→ **Quoted passage**
◇ ◇ ◇

Defeasible Disjunctive Datalog

The Knowledge Representation and Reasoning approach to Artificial Intelligence uses logics to represent knowledge and automated reasoning methods to draw new conclusions from that knowledge. In classical (monotonic) reasoning systems, all information is certain and adding new information does not change the conclusions that you could previously draw.

Pecky the penguin used a classical reasoning system. When she added the fact that "penguins do not fly" to her knowledge base, this conflicted with the fact that she could already conclude that "penguins do fly" based on previous knowledge.So, the only way for both these statements to be true was if no penguins existed. And, so Pecky ceased to exist. Pecky's predicament shows that classical reasoning can be too weak to model certain systems.

◇ ◇ ◇

In the defeasible disjunctive Datalog passage, what happens to the conclusions you could previously draw when new information is added to a classical reasoning system? Rely only on the passage above about defeasible disjunctive Datalog.

→ **Data shown**

◇ ◇ ◇

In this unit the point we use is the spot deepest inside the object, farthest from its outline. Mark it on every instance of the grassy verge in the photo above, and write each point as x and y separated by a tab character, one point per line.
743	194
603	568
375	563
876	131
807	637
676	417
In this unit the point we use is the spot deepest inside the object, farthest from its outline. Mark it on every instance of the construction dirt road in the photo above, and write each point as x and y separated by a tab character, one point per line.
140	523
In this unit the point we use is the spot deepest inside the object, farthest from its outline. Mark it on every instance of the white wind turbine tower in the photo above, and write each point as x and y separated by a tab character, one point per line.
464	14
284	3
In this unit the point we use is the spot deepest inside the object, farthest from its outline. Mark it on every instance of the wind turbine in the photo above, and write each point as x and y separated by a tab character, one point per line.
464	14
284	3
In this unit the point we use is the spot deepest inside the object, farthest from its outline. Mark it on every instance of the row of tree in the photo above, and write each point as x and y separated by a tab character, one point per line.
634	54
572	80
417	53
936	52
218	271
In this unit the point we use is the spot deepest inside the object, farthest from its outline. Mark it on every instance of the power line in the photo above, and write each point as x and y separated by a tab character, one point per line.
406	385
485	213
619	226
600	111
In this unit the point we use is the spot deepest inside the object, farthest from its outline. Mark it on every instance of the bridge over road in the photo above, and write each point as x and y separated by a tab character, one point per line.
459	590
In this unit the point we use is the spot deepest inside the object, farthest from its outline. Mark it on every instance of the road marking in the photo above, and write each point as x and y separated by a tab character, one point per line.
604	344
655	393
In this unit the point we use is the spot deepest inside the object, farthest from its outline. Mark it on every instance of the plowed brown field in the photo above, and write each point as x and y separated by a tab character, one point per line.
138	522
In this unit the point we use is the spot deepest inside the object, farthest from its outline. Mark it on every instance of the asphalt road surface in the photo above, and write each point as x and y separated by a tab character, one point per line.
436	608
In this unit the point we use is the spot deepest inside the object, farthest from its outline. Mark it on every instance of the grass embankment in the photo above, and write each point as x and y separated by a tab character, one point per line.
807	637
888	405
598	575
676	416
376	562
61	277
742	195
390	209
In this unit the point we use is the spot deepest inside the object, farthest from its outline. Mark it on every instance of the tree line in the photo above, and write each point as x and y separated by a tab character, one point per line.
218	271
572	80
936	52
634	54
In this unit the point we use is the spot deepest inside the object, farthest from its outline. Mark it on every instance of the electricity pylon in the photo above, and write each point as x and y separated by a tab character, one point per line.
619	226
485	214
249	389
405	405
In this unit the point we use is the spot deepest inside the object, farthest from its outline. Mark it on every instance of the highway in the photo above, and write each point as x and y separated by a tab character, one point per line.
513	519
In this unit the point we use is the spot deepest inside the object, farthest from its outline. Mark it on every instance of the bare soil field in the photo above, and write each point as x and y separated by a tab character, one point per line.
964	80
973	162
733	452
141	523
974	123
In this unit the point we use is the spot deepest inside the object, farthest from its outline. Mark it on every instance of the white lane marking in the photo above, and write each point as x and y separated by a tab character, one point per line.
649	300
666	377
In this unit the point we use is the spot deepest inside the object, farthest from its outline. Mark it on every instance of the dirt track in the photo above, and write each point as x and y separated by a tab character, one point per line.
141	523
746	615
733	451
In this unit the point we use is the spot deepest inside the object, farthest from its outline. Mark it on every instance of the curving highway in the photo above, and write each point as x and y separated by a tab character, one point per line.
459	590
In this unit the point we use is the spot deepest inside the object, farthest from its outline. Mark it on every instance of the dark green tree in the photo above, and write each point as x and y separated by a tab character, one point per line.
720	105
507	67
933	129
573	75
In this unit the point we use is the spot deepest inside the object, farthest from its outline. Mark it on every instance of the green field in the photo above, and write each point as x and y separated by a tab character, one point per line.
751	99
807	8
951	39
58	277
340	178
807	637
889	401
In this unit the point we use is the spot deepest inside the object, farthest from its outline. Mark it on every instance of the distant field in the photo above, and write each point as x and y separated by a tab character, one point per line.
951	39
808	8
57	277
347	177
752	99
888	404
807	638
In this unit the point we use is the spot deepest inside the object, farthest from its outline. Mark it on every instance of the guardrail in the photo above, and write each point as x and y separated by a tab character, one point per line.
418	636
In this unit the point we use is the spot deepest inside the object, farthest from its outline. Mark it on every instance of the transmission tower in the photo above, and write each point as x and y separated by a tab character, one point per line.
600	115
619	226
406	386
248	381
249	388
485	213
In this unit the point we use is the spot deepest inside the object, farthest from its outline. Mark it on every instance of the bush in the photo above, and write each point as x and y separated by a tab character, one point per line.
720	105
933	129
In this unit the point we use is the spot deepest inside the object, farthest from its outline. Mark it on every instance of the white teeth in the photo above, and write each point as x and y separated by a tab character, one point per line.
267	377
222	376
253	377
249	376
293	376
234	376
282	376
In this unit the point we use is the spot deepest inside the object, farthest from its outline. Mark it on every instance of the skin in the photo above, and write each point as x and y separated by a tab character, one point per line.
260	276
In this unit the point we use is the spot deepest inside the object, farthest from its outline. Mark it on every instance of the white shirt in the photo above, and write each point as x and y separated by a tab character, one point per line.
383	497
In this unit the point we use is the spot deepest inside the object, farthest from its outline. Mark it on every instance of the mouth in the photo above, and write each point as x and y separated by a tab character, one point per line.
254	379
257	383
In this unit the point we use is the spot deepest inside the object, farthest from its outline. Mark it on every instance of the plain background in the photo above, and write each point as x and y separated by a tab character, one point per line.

◇ ◇ ◇

→ **Solution**
They do not change.